*Text segment*
········

Out past the crowd, standing completely alone, was a statue that seemingly appeared overnight. Pinocchio now stands tall across the street from me. I knew Pinocchio, and when I toured Rome the first time I remember the little shops full of the wooden ornaments and toys – the full-size Pinocchio outside on the street where you could stick your face behind his nose for pictures. I knew it was an Italian story, but it wasn’t until Rami that I knew the whole story.

When my mum and brother visited for Christmas one year, we wanted to get out of the city. Collodi! Rami suggested the little town where the story of Pinocchio was written. Now, there’s a little park there for the story, and so we were off. The town of Collodi is perched on the precipice of a mountainside, steep roads almost impossible to even walk up. During Christmas, the little stone buildings and doorsteps were covered in wreaths and decorations, lights and streamers. It glowed.

········

*Dataset entries*

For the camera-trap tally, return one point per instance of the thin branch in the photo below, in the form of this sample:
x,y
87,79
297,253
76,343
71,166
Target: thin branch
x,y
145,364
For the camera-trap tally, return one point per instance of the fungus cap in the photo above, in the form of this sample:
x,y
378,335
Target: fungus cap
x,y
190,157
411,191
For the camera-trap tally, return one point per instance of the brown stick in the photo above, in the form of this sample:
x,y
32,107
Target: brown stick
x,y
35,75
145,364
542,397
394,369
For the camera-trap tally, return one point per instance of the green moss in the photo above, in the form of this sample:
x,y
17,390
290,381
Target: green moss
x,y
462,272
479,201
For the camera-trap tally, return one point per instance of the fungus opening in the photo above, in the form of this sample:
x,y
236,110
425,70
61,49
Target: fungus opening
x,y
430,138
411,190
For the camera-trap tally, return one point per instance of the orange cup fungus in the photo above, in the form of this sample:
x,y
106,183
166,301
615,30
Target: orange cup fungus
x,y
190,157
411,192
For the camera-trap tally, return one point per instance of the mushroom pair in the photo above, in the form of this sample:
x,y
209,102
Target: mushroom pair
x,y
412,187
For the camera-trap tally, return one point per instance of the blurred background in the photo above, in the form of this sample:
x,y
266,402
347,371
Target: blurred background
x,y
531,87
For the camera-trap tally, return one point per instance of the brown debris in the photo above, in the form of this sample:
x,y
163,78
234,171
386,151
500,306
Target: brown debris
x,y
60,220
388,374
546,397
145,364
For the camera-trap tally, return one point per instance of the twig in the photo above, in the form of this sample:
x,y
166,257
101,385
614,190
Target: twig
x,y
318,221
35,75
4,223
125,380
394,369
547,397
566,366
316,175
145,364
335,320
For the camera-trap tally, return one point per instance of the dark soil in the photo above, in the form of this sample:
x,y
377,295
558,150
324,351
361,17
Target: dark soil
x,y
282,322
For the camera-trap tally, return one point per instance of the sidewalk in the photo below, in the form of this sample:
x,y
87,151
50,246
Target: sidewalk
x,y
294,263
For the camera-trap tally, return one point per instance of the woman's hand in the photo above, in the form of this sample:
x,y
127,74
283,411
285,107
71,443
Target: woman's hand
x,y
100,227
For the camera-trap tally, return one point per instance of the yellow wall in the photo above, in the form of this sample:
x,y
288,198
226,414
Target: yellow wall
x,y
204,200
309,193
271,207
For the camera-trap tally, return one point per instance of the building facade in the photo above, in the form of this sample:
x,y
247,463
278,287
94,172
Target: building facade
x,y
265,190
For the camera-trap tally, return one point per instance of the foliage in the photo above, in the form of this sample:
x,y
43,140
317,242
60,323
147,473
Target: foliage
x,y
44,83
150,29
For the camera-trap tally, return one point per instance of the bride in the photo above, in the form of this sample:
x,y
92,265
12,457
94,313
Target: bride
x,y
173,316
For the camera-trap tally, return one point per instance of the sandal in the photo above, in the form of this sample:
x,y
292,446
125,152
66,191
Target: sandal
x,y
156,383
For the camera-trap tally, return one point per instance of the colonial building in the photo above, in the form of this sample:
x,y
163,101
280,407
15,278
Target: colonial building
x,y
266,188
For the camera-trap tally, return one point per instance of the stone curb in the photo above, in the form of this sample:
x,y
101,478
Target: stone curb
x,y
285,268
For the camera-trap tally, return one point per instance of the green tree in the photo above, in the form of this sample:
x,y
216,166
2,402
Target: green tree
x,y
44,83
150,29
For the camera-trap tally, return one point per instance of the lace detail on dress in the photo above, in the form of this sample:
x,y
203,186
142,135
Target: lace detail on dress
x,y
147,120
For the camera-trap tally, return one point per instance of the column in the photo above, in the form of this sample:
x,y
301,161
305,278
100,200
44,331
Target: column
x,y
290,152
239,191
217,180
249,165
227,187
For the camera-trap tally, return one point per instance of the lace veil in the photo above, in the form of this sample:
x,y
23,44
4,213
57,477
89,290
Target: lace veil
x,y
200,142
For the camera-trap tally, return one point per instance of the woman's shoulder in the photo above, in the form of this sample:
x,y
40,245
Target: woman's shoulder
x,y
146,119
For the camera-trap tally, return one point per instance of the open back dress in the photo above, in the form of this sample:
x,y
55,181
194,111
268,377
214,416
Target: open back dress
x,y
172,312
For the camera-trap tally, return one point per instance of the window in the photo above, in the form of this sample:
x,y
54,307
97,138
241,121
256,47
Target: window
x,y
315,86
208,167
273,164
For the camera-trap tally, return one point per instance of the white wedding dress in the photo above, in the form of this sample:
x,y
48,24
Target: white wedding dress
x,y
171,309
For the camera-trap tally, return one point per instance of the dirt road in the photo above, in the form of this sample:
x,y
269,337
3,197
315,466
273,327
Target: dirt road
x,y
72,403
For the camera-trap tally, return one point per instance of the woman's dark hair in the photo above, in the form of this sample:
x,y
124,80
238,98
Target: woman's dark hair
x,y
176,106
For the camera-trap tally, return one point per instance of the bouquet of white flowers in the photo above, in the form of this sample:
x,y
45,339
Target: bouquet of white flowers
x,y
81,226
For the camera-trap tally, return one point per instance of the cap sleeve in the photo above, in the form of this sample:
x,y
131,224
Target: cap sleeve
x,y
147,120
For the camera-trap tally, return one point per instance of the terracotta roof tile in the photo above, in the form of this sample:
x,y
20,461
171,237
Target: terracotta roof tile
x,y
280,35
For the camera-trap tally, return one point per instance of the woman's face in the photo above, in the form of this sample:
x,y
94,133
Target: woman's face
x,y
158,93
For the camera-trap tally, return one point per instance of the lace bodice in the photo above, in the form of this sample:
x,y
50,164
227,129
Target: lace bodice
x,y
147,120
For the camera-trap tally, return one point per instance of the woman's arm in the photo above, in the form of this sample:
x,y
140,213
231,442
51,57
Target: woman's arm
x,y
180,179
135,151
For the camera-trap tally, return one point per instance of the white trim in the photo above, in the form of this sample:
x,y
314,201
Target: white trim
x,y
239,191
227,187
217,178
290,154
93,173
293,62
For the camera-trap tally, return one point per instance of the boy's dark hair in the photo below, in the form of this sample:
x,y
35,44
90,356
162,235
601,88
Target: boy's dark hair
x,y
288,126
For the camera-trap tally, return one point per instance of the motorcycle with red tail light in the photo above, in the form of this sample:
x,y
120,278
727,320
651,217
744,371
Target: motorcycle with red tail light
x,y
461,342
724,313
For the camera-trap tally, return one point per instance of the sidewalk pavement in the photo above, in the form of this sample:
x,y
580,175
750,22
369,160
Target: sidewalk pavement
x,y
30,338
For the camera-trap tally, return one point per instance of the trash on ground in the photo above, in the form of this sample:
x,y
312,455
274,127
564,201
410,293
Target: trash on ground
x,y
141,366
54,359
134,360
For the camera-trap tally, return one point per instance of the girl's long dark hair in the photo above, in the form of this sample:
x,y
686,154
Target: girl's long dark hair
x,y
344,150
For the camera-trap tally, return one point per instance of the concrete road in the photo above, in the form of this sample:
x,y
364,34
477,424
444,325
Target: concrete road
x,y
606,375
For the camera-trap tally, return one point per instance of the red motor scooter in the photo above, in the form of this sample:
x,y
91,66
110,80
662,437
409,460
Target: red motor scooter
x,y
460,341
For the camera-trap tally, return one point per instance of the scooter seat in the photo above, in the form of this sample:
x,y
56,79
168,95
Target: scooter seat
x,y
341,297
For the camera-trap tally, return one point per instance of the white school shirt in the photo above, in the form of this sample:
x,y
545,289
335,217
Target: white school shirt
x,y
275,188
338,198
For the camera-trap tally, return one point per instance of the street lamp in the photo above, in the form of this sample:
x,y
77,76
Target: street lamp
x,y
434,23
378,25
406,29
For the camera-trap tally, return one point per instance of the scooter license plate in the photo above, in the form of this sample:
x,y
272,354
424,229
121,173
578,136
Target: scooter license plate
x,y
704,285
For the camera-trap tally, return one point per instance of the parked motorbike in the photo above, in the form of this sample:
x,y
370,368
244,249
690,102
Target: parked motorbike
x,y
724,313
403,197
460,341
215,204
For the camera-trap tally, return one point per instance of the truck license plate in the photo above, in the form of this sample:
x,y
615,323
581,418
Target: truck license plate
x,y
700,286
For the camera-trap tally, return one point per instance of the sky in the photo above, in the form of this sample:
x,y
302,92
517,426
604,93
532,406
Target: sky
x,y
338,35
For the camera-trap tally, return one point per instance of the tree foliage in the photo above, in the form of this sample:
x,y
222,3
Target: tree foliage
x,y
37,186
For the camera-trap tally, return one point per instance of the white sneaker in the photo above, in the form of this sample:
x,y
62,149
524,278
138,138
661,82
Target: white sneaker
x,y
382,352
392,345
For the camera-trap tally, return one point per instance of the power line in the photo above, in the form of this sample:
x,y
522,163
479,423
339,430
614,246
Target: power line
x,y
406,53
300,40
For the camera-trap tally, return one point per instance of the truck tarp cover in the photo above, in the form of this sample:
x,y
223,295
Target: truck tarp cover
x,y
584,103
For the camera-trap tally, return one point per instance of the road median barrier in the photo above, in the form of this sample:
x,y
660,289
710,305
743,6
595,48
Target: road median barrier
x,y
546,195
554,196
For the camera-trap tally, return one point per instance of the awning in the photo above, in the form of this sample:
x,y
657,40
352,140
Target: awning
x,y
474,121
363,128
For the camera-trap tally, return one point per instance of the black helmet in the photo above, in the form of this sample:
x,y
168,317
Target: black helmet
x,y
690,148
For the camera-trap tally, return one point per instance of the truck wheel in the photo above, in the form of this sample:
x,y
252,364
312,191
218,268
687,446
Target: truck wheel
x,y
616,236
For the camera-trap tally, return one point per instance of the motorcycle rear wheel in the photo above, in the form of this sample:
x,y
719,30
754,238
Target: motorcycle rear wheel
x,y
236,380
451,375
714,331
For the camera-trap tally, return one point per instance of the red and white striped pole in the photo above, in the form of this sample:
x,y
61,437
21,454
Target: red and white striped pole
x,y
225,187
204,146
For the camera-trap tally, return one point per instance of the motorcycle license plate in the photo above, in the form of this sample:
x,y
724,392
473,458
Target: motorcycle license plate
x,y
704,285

········

*Problem description*
Please summarize the Pinocchio passage in two sentences. The data plays no part in this exercise.

*Written solution*
A Pinocchio statue now stands across the street from the writer, who knew the character from the wooden toys and the full-size Pinocchio in Rome but only learned the whole story through Rami. When the writer's mum and brother visited one Christmas, Rami suggested a trip to Collodi, the steep mountainside town where the story was written and which has a park for it, and its stone buildings glowed with holiday wreaths, lights and streamers.